+++ Extracted entries +++
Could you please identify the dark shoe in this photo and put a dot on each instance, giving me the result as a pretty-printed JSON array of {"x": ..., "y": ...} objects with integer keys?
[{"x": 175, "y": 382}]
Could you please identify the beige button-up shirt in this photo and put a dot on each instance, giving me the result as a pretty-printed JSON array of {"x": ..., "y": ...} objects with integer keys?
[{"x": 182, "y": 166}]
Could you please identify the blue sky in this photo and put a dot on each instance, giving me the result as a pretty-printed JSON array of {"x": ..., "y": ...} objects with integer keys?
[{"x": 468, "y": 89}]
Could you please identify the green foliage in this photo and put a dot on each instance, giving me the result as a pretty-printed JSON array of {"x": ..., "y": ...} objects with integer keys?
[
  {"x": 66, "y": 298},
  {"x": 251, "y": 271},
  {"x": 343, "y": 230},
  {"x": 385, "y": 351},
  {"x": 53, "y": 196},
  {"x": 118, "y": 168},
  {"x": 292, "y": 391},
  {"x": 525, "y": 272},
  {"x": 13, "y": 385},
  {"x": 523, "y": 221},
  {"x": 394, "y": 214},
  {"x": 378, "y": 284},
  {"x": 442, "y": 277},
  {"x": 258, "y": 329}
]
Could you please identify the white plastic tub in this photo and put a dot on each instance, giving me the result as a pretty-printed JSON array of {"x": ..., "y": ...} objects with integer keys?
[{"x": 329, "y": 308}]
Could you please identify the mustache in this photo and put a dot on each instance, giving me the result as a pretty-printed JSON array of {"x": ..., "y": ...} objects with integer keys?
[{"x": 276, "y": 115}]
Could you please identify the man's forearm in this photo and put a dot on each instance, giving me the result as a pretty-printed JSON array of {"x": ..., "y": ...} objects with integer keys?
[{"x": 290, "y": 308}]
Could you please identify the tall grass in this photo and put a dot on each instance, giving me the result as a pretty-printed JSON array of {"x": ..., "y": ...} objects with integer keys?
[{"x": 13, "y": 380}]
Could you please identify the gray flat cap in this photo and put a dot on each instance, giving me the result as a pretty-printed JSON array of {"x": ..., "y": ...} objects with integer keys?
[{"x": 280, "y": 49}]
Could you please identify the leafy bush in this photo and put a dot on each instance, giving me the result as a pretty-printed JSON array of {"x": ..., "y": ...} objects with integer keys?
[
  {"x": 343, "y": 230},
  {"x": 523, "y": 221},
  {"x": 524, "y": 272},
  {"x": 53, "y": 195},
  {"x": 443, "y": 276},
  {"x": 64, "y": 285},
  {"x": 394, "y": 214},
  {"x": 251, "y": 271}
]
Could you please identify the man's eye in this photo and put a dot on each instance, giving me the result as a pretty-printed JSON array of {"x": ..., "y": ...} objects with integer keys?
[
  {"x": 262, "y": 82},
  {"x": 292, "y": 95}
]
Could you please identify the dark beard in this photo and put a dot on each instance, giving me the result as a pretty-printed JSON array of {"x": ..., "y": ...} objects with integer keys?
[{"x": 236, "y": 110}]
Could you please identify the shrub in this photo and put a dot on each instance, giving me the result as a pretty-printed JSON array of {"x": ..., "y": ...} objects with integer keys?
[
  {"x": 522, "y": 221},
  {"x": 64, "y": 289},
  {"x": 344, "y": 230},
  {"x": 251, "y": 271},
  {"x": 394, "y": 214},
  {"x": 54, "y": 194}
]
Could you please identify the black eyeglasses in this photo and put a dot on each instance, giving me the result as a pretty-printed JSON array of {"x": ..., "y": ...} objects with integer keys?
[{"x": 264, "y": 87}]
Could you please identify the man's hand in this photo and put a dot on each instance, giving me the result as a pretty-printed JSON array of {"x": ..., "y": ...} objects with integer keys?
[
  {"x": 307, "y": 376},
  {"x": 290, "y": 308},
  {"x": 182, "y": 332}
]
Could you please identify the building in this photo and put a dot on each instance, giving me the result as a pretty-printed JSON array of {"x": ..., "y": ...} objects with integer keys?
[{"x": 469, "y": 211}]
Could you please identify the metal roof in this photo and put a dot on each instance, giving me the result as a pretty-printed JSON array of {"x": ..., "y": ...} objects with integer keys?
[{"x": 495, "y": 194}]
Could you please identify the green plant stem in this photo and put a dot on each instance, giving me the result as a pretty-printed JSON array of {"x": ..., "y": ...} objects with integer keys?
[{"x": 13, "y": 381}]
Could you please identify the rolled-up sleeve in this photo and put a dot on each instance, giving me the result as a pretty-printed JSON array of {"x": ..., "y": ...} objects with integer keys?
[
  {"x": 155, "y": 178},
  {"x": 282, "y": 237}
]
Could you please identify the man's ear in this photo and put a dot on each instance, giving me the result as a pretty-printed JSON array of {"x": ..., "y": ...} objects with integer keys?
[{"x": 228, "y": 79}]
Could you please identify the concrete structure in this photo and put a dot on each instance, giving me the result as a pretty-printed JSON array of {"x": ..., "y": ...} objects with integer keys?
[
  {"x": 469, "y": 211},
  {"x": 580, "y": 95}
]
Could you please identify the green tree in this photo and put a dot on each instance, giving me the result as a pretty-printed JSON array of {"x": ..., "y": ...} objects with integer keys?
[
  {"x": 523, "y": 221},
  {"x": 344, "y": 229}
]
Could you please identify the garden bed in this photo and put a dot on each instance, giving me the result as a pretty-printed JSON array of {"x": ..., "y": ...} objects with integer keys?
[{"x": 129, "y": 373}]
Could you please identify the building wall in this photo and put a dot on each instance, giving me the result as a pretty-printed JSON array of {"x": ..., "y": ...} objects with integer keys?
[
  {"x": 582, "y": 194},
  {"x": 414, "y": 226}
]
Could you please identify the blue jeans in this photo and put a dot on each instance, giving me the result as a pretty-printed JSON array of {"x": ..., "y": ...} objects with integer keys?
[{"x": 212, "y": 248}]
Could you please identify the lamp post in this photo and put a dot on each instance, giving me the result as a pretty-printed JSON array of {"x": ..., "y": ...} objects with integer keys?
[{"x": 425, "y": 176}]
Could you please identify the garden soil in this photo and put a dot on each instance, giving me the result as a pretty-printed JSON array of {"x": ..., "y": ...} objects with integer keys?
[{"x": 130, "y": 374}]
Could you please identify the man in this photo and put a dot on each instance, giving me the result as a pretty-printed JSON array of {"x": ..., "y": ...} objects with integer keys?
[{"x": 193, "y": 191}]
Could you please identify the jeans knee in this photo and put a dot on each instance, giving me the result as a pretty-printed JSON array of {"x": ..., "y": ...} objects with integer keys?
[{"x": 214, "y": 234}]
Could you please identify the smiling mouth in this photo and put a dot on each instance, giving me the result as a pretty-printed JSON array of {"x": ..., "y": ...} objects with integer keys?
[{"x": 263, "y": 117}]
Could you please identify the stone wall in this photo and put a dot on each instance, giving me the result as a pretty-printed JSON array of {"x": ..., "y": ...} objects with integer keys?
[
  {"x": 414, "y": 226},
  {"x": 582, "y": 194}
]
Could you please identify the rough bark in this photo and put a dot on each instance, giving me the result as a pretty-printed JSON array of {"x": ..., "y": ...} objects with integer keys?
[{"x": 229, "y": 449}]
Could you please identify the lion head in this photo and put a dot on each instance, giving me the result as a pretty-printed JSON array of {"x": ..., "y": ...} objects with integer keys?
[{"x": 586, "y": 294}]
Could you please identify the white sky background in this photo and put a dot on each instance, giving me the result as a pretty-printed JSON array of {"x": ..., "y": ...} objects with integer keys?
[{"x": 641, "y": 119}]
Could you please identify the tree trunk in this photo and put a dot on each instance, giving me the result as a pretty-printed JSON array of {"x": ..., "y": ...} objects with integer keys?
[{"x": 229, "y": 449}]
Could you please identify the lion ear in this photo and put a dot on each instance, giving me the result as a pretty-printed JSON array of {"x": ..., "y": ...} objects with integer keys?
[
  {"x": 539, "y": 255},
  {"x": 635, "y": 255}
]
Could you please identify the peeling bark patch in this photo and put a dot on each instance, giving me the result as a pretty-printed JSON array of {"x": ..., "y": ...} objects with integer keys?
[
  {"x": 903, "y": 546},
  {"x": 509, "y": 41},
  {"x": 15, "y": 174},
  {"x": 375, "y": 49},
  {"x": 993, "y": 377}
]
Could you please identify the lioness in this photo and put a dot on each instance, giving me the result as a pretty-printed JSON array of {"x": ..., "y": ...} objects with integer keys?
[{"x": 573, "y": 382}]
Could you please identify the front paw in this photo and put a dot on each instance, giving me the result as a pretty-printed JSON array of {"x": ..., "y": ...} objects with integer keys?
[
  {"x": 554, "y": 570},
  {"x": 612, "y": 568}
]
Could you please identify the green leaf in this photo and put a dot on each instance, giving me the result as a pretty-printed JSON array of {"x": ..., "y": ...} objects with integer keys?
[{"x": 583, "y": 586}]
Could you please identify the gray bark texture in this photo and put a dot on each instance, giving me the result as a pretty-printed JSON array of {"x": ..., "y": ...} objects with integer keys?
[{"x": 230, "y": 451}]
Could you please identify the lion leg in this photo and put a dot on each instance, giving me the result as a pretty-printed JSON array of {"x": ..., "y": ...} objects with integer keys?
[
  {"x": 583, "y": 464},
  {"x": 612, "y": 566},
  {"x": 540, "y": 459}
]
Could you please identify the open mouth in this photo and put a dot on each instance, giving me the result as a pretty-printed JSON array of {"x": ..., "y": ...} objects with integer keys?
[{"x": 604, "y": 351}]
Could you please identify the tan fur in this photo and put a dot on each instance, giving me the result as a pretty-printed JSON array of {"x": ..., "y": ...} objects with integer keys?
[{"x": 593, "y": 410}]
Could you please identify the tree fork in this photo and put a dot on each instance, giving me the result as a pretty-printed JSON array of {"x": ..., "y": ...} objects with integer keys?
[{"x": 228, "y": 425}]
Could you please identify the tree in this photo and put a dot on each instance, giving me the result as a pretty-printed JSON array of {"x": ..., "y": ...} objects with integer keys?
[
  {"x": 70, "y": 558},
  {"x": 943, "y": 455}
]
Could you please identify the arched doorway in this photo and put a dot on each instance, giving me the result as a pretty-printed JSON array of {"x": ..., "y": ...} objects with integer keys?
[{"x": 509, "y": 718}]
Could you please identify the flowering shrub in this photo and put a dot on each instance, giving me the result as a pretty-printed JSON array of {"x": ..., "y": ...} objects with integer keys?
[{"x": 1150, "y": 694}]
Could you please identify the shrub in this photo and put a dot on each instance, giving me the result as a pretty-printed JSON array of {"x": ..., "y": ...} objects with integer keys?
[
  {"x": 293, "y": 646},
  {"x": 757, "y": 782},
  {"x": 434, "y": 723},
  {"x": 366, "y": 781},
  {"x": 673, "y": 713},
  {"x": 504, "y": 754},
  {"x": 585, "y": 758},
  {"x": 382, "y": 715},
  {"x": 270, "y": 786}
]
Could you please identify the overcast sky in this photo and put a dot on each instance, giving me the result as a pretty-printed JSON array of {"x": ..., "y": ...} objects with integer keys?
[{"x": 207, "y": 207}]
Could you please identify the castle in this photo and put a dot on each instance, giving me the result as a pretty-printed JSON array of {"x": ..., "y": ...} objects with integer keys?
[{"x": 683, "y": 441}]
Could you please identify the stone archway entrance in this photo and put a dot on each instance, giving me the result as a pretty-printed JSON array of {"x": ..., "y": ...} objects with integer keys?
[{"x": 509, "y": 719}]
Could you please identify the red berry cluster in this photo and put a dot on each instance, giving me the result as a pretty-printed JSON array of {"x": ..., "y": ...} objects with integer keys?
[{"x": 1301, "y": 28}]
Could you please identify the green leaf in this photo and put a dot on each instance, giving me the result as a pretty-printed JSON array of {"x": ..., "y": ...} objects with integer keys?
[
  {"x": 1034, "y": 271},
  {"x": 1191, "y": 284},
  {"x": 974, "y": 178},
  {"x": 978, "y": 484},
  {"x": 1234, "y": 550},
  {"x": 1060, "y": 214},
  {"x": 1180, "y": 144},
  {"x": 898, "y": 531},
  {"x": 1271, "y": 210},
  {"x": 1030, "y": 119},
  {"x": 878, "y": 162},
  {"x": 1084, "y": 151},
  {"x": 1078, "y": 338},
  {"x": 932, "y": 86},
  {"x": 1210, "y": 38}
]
+++
### Stated exercise:
Reproduce the lines from the one containing "Could you please identify the overcast" to the end of the entries, keeping both ends and adding nothing.

### Correct output:
Could you please identify the overcast sky in this photo and put a dot on each instance, giving me the result as a pretty-printed JSON array of {"x": ..., "y": ...} objects with integer keys?
[{"x": 207, "y": 207}]
Could you please identify the castle in this photo and put a dot on each instance, giving me the result as a pretty-printed JSON array of {"x": ..., "y": ...} objects with integer keys?
[{"x": 683, "y": 441}]
Could you please identify the stone archway entrance in this photo and put a dot on each instance, giving me the result as a pretty-printed JSON array of {"x": ..., "y": ...} objects with integer keys?
[{"x": 509, "y": 719}]
Could you please identify the red berry cluster in this photo and put a dot on each instance, giving me the result as a pretty-printed JSON array of {"x": ..., "y": ...} objects with integer keys?
[{"x": 1301, "y": 28}]
Could you please identify the green leaf in this photo and put a dot on each instance, giving me the result as a pretty-printed JSON array of {"x": ..., "y": ...} objects with integer keys?
[
  {"x": 1034, "y": 271},
  {"x": 1191, "y": 284},
  {"x": 974, "y": 178},
  {"x": 978, "y": 484},
  {"x": 1234, "y": 550},
  {"x": 1060, "y": 214},
  {"x": 1180, "y": 144},
  {"x": 898, "y": 531},
  {"x": 1271, "y": 210},
  {"x": 1030, "y": 119},
  {"x": 878, "y": 162},
  {"x": 1084, "y": 151},
  {"x": 1078, "y": 338},
  {"x": 932, "y": 86},
  {"x": 1210, "y": 38}
]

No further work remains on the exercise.